Task details:
Tally the lines in the material below that contain the string "wall", matching case exactly, and reply with only that number.

Data section:

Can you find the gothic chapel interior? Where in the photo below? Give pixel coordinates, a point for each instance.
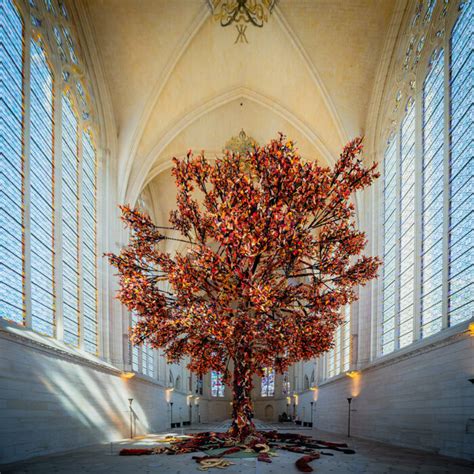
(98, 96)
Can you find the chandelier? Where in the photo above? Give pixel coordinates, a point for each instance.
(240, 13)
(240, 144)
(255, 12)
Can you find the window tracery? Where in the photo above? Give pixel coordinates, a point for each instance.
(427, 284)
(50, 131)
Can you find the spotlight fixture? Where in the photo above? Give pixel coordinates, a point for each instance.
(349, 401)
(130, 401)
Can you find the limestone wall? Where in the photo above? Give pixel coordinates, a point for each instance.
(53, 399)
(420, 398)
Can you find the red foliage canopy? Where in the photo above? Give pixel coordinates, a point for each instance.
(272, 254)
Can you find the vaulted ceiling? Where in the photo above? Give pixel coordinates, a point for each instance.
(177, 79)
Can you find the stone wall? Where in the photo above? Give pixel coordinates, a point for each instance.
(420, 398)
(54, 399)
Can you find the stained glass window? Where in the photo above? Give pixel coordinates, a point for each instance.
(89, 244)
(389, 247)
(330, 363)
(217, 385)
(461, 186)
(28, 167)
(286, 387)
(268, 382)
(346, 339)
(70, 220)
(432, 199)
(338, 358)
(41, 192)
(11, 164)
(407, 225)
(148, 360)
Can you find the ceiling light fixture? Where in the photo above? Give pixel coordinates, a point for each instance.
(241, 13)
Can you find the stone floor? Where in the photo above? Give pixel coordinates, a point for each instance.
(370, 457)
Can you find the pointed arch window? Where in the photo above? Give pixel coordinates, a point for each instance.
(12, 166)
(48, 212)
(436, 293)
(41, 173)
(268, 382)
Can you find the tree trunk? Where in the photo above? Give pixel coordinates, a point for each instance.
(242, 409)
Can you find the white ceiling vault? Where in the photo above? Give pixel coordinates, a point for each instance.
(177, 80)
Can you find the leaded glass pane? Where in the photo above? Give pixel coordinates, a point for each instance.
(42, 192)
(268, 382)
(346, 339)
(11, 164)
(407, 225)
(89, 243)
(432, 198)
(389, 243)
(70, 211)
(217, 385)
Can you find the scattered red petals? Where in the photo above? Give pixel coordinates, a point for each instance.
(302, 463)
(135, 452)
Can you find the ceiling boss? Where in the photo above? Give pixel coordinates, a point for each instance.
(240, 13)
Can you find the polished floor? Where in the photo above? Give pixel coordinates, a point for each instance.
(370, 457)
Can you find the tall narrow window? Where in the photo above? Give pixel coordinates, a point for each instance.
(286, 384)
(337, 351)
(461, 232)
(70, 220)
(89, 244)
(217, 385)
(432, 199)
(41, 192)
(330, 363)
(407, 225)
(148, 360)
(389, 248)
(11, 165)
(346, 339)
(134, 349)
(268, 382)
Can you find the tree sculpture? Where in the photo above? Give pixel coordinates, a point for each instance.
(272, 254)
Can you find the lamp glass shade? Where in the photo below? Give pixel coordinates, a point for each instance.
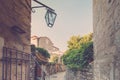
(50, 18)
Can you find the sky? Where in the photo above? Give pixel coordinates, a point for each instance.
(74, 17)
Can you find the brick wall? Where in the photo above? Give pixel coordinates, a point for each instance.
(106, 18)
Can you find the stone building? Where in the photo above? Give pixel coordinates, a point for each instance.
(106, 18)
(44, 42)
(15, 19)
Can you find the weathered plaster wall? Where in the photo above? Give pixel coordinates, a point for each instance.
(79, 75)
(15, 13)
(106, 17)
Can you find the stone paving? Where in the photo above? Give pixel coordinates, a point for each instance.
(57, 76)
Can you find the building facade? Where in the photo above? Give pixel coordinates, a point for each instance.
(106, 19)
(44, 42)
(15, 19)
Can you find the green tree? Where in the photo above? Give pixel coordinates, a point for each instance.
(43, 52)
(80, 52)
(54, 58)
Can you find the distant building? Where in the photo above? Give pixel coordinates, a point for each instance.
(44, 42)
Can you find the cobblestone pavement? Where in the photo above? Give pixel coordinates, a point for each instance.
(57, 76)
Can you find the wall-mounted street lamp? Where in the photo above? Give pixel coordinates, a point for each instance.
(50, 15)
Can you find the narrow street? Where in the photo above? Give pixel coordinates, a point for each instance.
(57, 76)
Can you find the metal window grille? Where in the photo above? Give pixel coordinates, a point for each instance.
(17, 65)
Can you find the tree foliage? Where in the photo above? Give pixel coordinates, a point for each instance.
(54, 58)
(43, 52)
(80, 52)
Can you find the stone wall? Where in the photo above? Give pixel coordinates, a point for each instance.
* * *
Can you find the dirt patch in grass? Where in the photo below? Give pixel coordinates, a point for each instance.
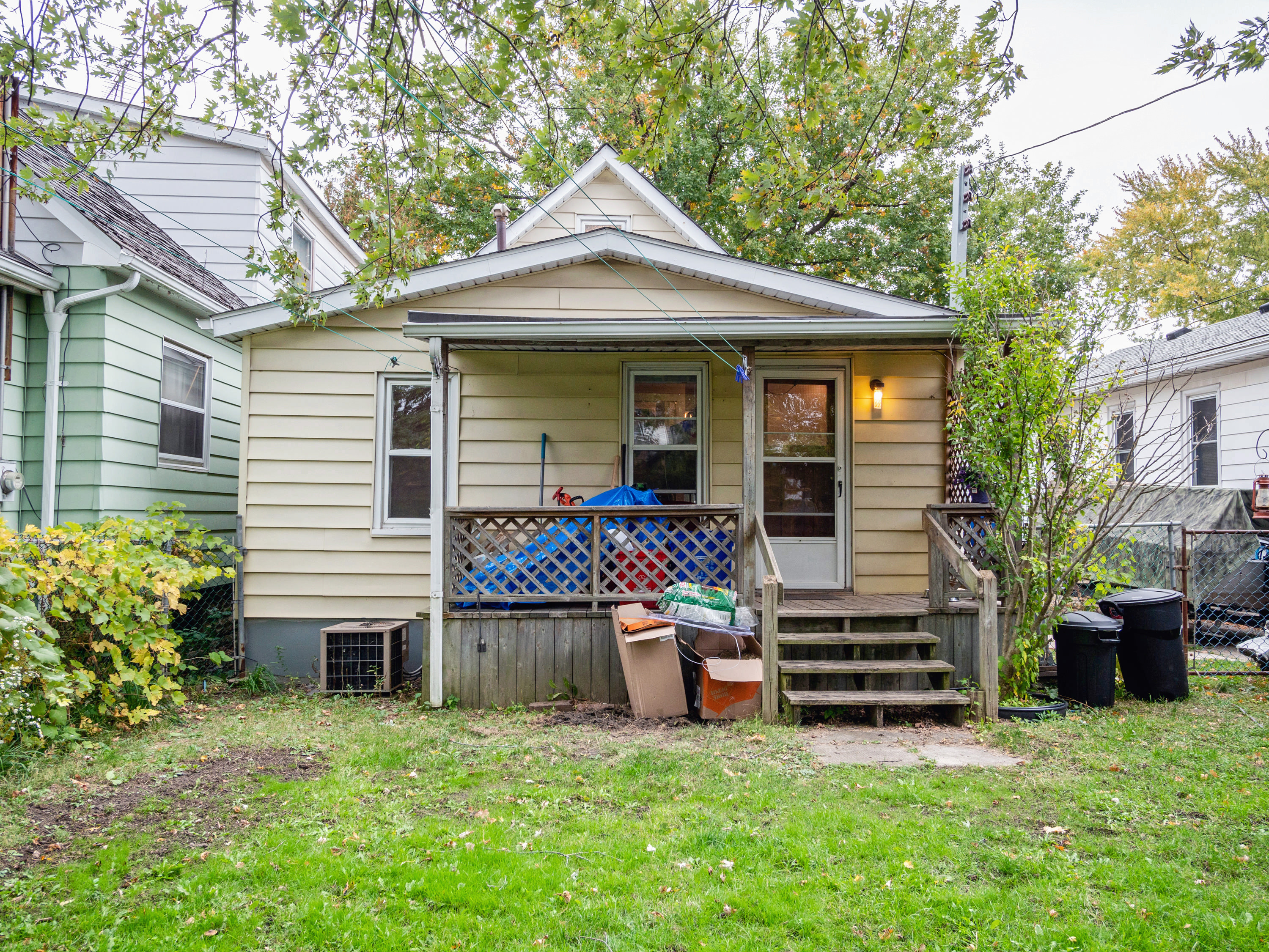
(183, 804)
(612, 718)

Exercise answer:
6